### Goal 1
Answer these questions from the passage on contractual obligations:
(a) Under Article 282 of the Civil Code, which person is obliged to pay money?
(b) The largest number of cases in this category involves what?
(c) What is called one of the most complex processes in civil law relations?
### Goal 2
Translate this sentence from the passage on contractual obligations into Spanish: "Proving damages is one of the most complex processes in the field of civil law relations."

At the same time, we believe that the application of provisions on contractual obligations is permissible when considering issues related to the consequences of termination of the contract, when the law does not explicitly specify the return of the performed.

Fulfillment of contractual obligations

The dynamics of the established contractual legal relationship includes the execution of the contract as its separate stages.

The Civil Code does not contain general rules on the execution of contracts. In appropriate cases, regulation is carried out by the extensive chapter "Fulfillment of obligations". In addition, it is to the fulfillment of contractual obligations that the bulk of the special rules are devoted, which are contained in the chapters on certain types of contracts. The performance of a contract is expressed in the commission or abstention from performing actions that constitute its subject matter. When evaluating performance, it is taken into account whether the action was performed, and if so, how.

In the first case, we are talking about performance as such, and in the second, about its proper nature. Accordingly, the legislator distinguishes between non-fulfillment (1) and improper fulfillment (2).

When they talk about performance as such, they mean performing actions (abstaining from actions) in kind, or otherwise - actual performance. Accordingly, proper execution includes compliance with a set of requirements that determine who and to whom should perform the execution, as well as with what object, when, where and in what way it should be carried out.

The largest number of cases in this category is related to non-fulfillment of monetary obligations. At the same time, the parties confirm the fulfillment of obligations by an agreement (supply, contract, utilities, loan, lease, etc.) or a written receipt (loan agreement between citizens).

As a rule, these are claims for debt collection (in many cases, together with the principal debt, claims are made for penalties, damages, representative expenses, etc.) in the vast majority of such claims are justified and satisfied by the courts.

According to Article 282 of the Civil Code, by virtue of a monetary obligation, one person (the debtor) is obliged to pay money to another person (the creditor), and the creditor has the right to demand from the debtor the fulfillment of his obligation to pay money (loan money and other obligations).The obligations of the parties may arise not only from a written contract, but also from an oral agreement.

In this case, it is also necessary to take into account the requirements of art. 272 of the Civil Code, according to which, in the absence of a corresponding agreement between the parties, the obligation must be performed properly in accordance with the requirements of the law, as well as in accordance with business practices or other commonly imposed requirements.

In general, the practice of reviewing disputes related to debt collection based on written receipts and collecting a deposit, etc. It is stable, since when making a decision the court is guided by the evidence established during the consideration of the case, there are no problems with the application of substantive law in the above category of cases. However, there is an incorrect application of the norms of both substantive and procedural law.

Recovery of losses caused as a result of improper fulfillment of obligations arising from contractual legal relations

Proving damages is one of the most complex processes in the field of civil law relations.

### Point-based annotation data
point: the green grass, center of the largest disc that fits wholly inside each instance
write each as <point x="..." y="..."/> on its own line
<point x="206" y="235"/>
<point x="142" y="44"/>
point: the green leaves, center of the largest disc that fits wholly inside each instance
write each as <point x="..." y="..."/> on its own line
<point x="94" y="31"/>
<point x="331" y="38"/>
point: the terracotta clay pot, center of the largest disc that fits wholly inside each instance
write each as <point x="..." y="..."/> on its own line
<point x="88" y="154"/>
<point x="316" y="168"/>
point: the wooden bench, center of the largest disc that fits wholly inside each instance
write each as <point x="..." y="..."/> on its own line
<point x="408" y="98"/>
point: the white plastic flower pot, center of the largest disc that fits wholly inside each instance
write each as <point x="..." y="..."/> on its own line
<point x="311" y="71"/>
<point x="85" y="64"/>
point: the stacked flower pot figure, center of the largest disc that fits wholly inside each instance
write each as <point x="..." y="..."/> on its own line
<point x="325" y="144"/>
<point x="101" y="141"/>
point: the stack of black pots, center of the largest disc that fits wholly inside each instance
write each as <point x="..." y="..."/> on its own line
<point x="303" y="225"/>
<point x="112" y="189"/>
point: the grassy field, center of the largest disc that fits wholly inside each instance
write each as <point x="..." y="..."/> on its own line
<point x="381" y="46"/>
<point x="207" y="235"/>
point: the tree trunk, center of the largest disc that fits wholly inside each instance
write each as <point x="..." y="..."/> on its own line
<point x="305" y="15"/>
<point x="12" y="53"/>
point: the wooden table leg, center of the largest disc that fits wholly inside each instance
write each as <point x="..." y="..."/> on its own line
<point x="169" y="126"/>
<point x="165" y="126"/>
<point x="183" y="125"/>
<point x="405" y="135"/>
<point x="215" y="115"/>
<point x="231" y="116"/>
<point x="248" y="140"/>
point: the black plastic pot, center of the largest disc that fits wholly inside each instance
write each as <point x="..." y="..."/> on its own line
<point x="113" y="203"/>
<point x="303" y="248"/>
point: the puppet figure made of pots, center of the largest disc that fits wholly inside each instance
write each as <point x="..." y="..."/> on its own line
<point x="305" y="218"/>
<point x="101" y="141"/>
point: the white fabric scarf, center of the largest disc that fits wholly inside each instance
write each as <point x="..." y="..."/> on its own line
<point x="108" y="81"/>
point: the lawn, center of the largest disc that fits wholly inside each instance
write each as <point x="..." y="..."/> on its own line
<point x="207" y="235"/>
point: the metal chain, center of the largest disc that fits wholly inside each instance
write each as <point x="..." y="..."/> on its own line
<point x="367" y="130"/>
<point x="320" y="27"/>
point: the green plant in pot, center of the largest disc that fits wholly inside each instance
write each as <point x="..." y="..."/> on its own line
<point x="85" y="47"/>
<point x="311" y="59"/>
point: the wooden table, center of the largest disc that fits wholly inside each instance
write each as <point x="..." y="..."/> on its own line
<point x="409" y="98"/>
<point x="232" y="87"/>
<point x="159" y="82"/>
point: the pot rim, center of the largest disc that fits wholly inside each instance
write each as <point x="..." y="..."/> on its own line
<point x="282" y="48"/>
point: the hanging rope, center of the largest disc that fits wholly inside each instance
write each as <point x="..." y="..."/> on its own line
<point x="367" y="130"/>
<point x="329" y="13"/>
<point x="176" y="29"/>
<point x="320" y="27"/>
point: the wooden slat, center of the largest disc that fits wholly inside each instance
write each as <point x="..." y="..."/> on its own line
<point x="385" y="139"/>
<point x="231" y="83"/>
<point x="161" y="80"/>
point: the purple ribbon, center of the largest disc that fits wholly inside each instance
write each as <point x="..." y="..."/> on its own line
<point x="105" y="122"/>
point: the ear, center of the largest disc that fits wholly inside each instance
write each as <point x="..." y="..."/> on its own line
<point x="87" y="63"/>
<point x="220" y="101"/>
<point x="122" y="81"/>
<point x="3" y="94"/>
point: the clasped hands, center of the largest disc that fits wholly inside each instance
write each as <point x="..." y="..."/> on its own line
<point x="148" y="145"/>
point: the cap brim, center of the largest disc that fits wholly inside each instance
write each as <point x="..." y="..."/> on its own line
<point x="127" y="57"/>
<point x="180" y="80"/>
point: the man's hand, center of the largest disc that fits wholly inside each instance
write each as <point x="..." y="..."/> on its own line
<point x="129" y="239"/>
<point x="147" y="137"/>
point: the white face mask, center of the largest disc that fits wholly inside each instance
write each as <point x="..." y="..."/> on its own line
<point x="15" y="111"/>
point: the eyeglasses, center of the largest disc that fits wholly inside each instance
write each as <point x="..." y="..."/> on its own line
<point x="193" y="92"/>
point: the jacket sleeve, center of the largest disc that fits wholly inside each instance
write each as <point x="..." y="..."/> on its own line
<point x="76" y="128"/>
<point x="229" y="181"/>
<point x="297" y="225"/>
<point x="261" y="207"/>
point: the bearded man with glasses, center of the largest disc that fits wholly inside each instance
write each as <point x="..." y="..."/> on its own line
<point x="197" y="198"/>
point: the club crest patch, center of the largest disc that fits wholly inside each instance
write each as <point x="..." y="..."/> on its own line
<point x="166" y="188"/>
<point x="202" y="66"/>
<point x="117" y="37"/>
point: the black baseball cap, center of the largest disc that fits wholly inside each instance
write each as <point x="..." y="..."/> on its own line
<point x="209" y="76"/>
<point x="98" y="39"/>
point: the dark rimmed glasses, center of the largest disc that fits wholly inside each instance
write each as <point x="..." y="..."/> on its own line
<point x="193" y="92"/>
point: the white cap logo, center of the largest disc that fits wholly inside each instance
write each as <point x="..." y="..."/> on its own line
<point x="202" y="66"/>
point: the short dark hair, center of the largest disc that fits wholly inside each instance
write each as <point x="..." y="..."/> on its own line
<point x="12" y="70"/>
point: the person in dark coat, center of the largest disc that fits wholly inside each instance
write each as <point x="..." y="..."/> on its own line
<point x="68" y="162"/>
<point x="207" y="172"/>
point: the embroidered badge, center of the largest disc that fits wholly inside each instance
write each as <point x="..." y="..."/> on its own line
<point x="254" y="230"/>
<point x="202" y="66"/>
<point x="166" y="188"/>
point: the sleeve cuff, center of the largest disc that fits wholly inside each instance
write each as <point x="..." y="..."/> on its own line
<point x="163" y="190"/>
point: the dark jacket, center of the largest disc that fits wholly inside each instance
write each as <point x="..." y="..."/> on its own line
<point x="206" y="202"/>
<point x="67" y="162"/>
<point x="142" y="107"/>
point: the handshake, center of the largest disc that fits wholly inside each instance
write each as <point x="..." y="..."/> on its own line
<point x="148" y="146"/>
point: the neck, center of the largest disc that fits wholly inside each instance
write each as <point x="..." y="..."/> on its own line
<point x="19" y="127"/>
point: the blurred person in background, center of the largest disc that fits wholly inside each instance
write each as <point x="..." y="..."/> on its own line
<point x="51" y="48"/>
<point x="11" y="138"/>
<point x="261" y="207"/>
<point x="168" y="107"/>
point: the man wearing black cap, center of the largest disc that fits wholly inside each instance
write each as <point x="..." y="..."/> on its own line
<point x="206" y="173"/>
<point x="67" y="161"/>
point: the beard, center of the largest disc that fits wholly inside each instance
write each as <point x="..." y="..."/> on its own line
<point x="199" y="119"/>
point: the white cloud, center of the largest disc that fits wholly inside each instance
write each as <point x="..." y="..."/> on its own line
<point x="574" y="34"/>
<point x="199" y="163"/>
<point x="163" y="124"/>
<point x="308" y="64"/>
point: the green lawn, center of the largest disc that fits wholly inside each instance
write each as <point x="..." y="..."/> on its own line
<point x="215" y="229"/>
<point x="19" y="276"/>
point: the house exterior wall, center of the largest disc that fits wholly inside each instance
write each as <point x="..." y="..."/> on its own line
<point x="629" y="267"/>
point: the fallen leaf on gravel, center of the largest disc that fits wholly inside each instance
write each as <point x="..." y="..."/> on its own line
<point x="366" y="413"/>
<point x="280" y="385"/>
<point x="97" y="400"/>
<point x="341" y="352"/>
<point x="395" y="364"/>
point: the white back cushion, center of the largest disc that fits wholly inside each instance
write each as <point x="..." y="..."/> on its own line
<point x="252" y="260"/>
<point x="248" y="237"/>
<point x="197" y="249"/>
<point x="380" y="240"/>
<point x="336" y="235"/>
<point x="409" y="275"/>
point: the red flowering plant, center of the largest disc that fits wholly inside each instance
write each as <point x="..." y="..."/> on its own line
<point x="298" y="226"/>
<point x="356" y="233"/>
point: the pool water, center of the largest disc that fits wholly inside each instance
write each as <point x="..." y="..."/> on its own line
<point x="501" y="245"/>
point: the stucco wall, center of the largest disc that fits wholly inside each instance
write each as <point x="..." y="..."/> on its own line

### Written answer 1
(a) The debtor
(b) Non-fulfillment of monetary obligations
(c) Proving damages

### Written answer 2
Probar los daños es uno de los procesos más complejos en el ámbito de las relaciones de derecho civil.